Dataset records on object locations
%%

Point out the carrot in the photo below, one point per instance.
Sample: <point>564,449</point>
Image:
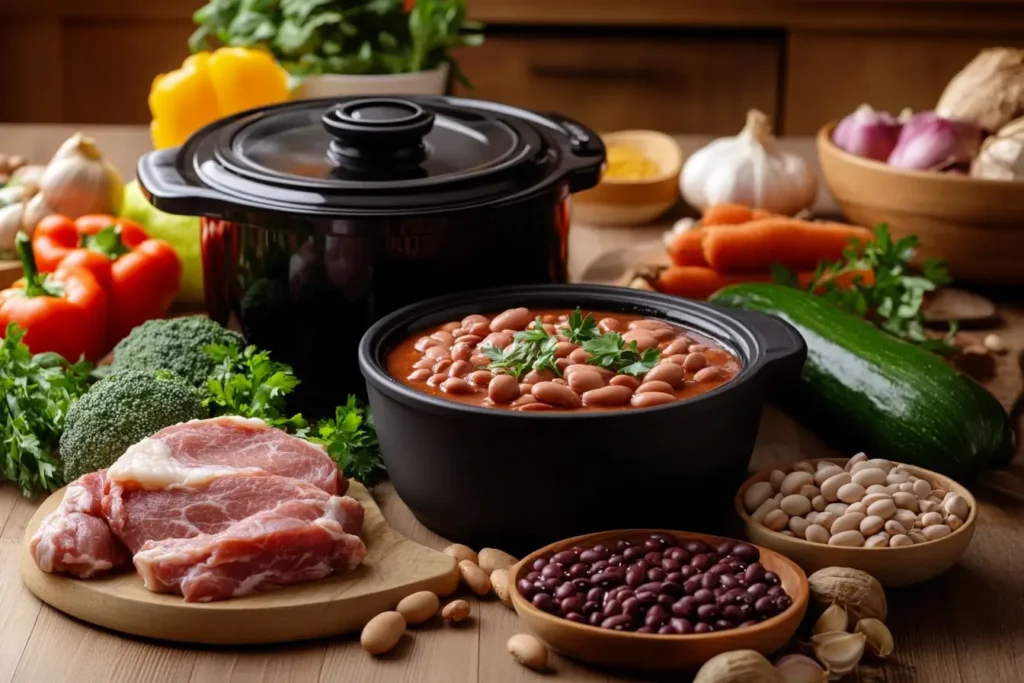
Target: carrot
<point>698,283</point>
<point>731,214</point>
<point>798,245</point>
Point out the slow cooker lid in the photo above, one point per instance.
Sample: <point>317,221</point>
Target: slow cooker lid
<point>371,154</point>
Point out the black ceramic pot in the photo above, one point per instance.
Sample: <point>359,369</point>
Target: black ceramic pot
<point>519,480</point>
<point>320,216</point>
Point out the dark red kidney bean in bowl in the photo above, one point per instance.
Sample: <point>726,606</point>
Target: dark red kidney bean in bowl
<point>660,586</point>
<point>561,359</point>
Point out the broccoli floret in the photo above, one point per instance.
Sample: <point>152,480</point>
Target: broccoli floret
<point>175,345</point>
<point>120,411</point>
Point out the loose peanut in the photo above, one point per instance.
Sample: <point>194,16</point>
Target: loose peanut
<point>529,651</point>
<point>418,607</point>
<point>382,633</point>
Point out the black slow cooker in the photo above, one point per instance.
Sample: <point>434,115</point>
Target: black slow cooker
<point>321,216</point>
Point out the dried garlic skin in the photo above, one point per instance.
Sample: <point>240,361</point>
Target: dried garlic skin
<point>800,669</point>
<point>858,591</point>
<point>988,91</point>
<point>1001,156</point>
<point>833,619</point>
<point>840,652</point>
<point>738,667</point>
<point>880,638</point>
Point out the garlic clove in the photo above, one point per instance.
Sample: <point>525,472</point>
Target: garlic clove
<point>738,667</point>
<point>840,652</point>
<point>833,619</point>
<point>880,638</point>
<point>800,669</point>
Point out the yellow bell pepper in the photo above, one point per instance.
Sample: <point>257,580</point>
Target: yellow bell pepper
<point>209,86</point>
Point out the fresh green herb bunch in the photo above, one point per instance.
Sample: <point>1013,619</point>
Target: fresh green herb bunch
<point>894,300</point>
<point>535,349</point>
<point>311,37</point>
<point>350,440</point>
<point>249,384</point>
<point>36,394</point>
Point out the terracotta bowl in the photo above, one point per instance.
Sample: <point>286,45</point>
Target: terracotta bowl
<point>623,202</point>
<point>892,566</point>
<point>976,225</point>
<point>653,652</point>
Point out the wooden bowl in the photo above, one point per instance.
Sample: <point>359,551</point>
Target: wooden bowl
<point>642,651</point>
<point>625,202</point>
<point>904,565</point>
<point>976,225</point>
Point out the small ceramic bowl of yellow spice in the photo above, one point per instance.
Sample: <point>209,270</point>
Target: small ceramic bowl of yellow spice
<point>640,182</point>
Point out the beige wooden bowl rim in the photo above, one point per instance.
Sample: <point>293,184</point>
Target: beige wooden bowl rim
<point>824,140</point>
<point>663,138</point>
<point>800,600</point>
<point>931,476</point>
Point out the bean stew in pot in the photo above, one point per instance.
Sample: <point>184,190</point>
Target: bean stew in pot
<point>531,360</point>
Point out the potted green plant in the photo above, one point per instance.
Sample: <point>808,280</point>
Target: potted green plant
<point>347,47</point>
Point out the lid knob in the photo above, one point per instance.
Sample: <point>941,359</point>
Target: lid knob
<point>377,130</point>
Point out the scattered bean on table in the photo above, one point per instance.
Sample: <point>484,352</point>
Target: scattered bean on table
<point>660,585</point>
<point>870,503</point>
<point>457,360</point>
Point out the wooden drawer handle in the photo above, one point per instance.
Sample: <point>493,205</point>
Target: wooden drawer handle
<point>594,73</point>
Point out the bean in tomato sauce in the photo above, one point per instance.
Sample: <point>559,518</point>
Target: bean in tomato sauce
<point>556,359</point>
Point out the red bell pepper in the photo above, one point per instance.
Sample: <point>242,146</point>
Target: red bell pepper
<point>140,275</point>
<point>65,313</point>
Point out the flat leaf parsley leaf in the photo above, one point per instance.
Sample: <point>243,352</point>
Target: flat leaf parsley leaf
<point>893,301</point>
<point>611,351</point>
<point>350,440</point>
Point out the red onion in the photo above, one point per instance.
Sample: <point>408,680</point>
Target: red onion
<point>867,133</point>
<point>929,142</point>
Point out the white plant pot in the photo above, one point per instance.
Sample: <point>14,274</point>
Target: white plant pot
<point>431,82</point>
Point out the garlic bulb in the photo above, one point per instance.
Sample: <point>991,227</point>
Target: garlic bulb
<point>840,652</point>
<point>749,169</point>
<point>800,669</point>
<point>858,591</point>
<point>738,667</point>
<point>79,181</point>
<point>1001,156</point>
<point>10,223</point>
<point>987,92</point>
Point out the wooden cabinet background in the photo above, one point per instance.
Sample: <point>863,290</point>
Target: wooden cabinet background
<point>679,66</point>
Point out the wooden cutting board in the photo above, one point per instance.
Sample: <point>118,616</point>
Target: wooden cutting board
<point>394,567</point>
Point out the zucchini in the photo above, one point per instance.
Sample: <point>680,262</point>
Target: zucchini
<point>863,389</point>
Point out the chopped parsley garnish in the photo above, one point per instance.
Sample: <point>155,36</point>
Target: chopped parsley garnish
<point>611,351</point>
<point>582,328</point>
<point>530,349</point>
<point>535,349</point>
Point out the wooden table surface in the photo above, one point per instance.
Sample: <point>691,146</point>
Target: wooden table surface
<point>967,626</point>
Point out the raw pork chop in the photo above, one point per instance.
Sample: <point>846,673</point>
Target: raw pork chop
<point>195,453</point>
<point>294,542</point>
<point>182,512</point>
<point>75,538</point>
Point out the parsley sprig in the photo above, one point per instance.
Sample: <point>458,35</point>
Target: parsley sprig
<point>894,300</point>
<point>250,384</point>
<point>530,349</point>
<point>36,392</point>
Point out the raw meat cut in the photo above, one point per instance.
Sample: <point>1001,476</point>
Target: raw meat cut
<point>75,539</point>
<point>198,452</point>
<point>297,541</point>
<point>212,509</point>
<point>182,512</point>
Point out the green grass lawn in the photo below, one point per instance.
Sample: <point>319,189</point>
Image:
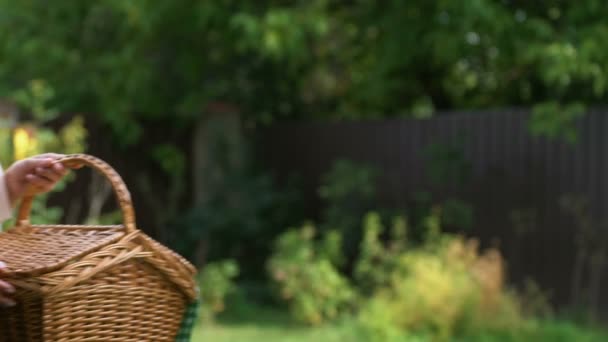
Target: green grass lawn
<point>257,324</point>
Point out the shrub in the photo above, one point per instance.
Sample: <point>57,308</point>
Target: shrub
<point>306,276</point>
<point>441,289</point>
<point>216,281</point>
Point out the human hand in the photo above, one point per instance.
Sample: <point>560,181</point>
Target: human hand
<point>6,290</point>
<point>32,176</point>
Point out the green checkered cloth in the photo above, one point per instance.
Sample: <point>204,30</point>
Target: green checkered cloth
<point>190,316</point>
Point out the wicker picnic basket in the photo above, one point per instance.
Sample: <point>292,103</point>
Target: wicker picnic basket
<point>92,283</point>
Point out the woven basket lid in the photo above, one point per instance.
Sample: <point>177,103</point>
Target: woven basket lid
<point>33,250</point>
<point>36,250</point>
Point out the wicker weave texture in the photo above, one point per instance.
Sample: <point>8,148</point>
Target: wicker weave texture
<point>92,283</point>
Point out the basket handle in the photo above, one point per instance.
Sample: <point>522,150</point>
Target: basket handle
<point>120,189</point>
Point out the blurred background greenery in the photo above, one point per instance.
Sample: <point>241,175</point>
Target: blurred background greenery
<point>176,93</point>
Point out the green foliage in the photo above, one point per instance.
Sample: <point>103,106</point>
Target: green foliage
<point>377,262</point>
<point>128,61</point>
<point>216,281</point>
<point>307,279</point>
<point>442,289</point>
<point>348,190</point>
<point>557,122</point>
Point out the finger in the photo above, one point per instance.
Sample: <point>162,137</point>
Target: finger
<point>38,182</point>
<point>49,173</point>
<point>7,302</point>
<point>6,288</point>
<point>60,168</point>
<point>53,156</point>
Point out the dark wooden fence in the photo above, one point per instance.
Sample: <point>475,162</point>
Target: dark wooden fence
<point>516,186</point>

%%

Copy out all of the data above line for line and unchanged, leaving out the pictures.

Response
Point out the carrot in the photo below, one point per instance.
Sample: <point>564,449</point>
Image:
Target: carrot
<point>698,283</point>
<point>731,214</point>
<point>798,245</point>
Point out the slow cooker lid in the photo above, one point per instance.
Sample: <point>317,221</point>
Target: slow cooker lid
<point>371,154</point>
Point out the black ceramic pot in the photo above, one point per instance.
Sample: <point>359,369</point>
Target: black ceramic pot
<point>519,480</point>
<point>320,216</point>
Point out the dark red kidney bean in bowl in the photo above, one point per instance.
Sample: <point>726,606</point>
Target: dark red kidney bean in bowl
<point>660,586</point>
<point>561,359</point>
Point out the broccoli floret in the photo above, one point per instance.
Sample: <point>152,480</point>
Target: broccoli floret
<point>175,345</point>
<point>120,411</point>
Point out the loose peanut in the photo above, one point per instance.
Sample: <point>194,16</point>
Target: loose peanut
<point>529,651</point>
<point>418,607</point>
<point>382,633</point>
Point out the black slow cooker in the photo above, one point per instance.
Sample: <point>434,115</point>
Target: black slow cooker
<point>321,216</point>
Point out the dried garlic skin in the photo above, one point per instance.
Sample: <point>240,361</point>
Target: dried garlic skin
<point>800,669</point>
<point>858,591</point>
<point>988,91</point>
<point>1001,156</point>
<point>833,619</point>
<point>840,652</point>
<point>738,667</point>
<point>880,638</point>
Point out the garlic clove in the photo above, one point per instance.
Sample: <point>525,472</point>
Target: garlic clove
<point>738,667</point>
<point>840,652</point>
<point>833,619</point>
<point>880,638</point>
<point>800,669</point>
Point out the yellow bell pepper in the photo above, one point per instance.
Sample: <point>257,580</point>
Target: yellow bell pepper
<point>209,86</point>
Point out the fresh green herb bunch in the photo above, one point per instance.
Sample: <point>1013,619</point>
Target: fresh green herb bunch
<point>894,300</point>
<point>535,349</point>
<point>311,37</point>
<point>350,440</point>
<point>249,384</point>
<point>36,394</point>
Point out the terracotta bowl in the photo above, one point per instance.
Sample: <point>286,45</point>
Target: terracotta bowl
<point>623,202</point>
<point>892,566</point>
<point>976,225</point>
<point>653,652</point>
Point out the wooden bowl in the photo above, one point per instance.
Sample: <point>359,551</point>
Target: wooden bowl
<point>642,651</point>
<point>625,202</point>
<point>904,565</point>
<point>976,225</point>
Point out the small ceramic bowl of yellow spice in the photo above, one point per instance.
Sample: <point>209,270</point>
Target: small ceramic bowl of yellow spice
<point>640,182</point>
Point out the beige wooden bowl rim in the photo above, one point per instance.
Sample: <point>293,184</point>
Target: beige wooden bowl rim
<point>824,140</point>
<point>663,138</point>
<point>800,600</point>
<point>931,476</point>
Point out the bean stew in pot in the photo above, one point per instance.
Sample: <point>184,190</point>
Target: bean stew in pot
<point>531,360</point>
Point out the potted green plant in the photo above, one point per instance.
Sample: <point>808,280</point>
Target: potted green plant
<point>347,47</point>
Point out the lid knob in the photo above, one point per instance.
Sample: <point>941,359</point>
Target: lid knob
<point>377,130</point>
Point out the scattered bean on table in the photo above, one point per instance.
Sample: <point>484,352</point>
Target: scattered bean on table
<point>660,585</point>
<point>870,503</point>
<point>457,360</point>
Point out the wooden drawer handle in the photo above, one point per instance.
Sample: <point>493,205</point>
Target: wooden drawer handle
<point>594,73</point>
Point out the bean in tomato sauce in the photo above, one point per instance.
Sample: <point>559,518</point>
Target: bean in tomato sauce
<point>556,359</point>
Point out the red bell pepper in the photo above, one point per instance.
Sample: <point>242,146</point>
Target: red bell pepper
<point>140,275</point>
<point>65,313</point>
Point out the flat leaf parsley leaf in the photo above, one point per instance.
Sample: <point>243,352</point>
Target: flat leaf parsley leaf
<point>893,301</point>
<point>611,351</point>
<point>350,440</point>
Point out the red onion in the photo above, one point per instance.
Sample: <point>408,680</point>
Target: red onion
<point>867,133</point>
<point>929,142</point>
Point out the white plant pot in the photo above, one point per instance.
Sample: <point>14,274</point>
Target: white plant pot
<point>431,82</point>
Point out the garlic bulb in the photo above, one point per instance.
Sample: <point>991,227</point>
Target: garlic bulb
<point>840,652</point>
<point>749,169</point>
<point>800,669</point>
<point>858,591</point>
<point>738,667</point>
<point>79,181</point>
<point>1001,156</point>
<point>10,223</point>
<point>987,92</point>
Point out the wooden cabinet background in the photo above, one point per instance.
Sample: <point>863,290</point>
Target: wooden cabinet background
<point>679,66</point>
Point out the wooden cutting board in the photo above, one point per instance.
Sample: <point>118,616</point>
Target: wooden cutting board
<point>394,567</point>
Point out the zucchini in the photo above, one point per instance.
Sample: <point>680,262</point>
Target: zucchini
<point>863,389</point>
Point out the chopped parsley garnish in the photo above, one point per instance.
Sample: <point>155,36</point>
Target: chopped parsley garnish
<point>611,351</point>
<point>582,328</point>
<point>530,349</point>
<point>535,349</point>
Point out the wooden table surface in the photo above, one point per instance.
Sample: <point>691,146</point>
Target: wooden table surface
<point>967,626</point>
Point out the raw pork chop in the photo above, one point per instance.
Sample: <point>846,673</point>
Target: raw pork chop
<point>195,453</point>
<point>294,542</point>
<point>182,512</point>
<point>75,538</point>
Point out the parsley sprig in the photo above, one point per instance.
Sample: <point>458,35</point>
Target: parsley sprig
<point>894,300</point>
<point>250,384</point>
<point>530,349</point>
<point>36,392</point>
Point out the raw meat cut in the photo above, one point per instance.
Sample: <point>1001,476</point>
Target: raw meat cut
<point>75,539</point>
<point>198,452</point>
<point>297,541</point>
<point>212,509</point>
<point>182,512</point>
Point out the green grass lawn in the photo below, one point per instance.
Sample: <point>319,189</point>
Image:
Target: green grass lawn
<point>257,324</point>
Point out the shrub in the photo above, one point per instance.
Sample: <point>57,308</point>
Target: shrub
<point>306,276</point>
<point>441,289</point>
<point>216,281</point>
Point out the human hand in the photo above, one point per instance.
Sample: <point>560,181</point>
Target: human hand
<point>6,290</point>
<point>32,176</point>
Point out the green checkered cloth in the photo above, one point per instance.
Sample: <point>204,30</point>
Target: green checkered cloth
<point>190,316</point>
Point out the wicker picnic basket in the photo above, one point per instance.
Sample: <point>292,103</point>
Target: wicker picnic basket
<point>92,283</point>
Point out the woven basket lid in the photo above, one point per instance.
Sample: <point>177,103</point>
Target: woven basket lid
<point>33,250</point>
<point>36,250</point>
Point out the wicker weave texture in the photo above, one point per instance.
Sample: <point>8,148</point>
Target: wicker weave texture
<point>92,283</point>
Point out the basket handle in the photo above, one point per instance.
Sample: <point>522,150</point>
Target: basket handle
<point>120,189</point>
Point out the blurred background greenery in the photo above, one point per instance.
Sample: <point>241,175</point>
Target: blurred background greenery
<point>176,93</point>
Point out the green foliage in the photo above, one point per instance.
Sample: <point>103,106</point>
Target: green foliage
<point>377,262</point>
<point>128,61</point>
<point>216,281</point>
<point>307,279</point>
<point>442,289</point>
<point>348,190</point>
<point>557,122</point>
Point out the finger in the photo above, one point per instance.
Sample: <point>162,137</point>
Target: finger
<point>38,182</point>
<point>49,173</point>
<point>7,302</point>
<point>6,288</point>
<point>60,168</point>
<point>53,156</point>
Point out the dark wooden fence in the photo above, one point per instance.
Sample: <point>475,162</point>
Target: dark wooden fence
<point>516,186</point>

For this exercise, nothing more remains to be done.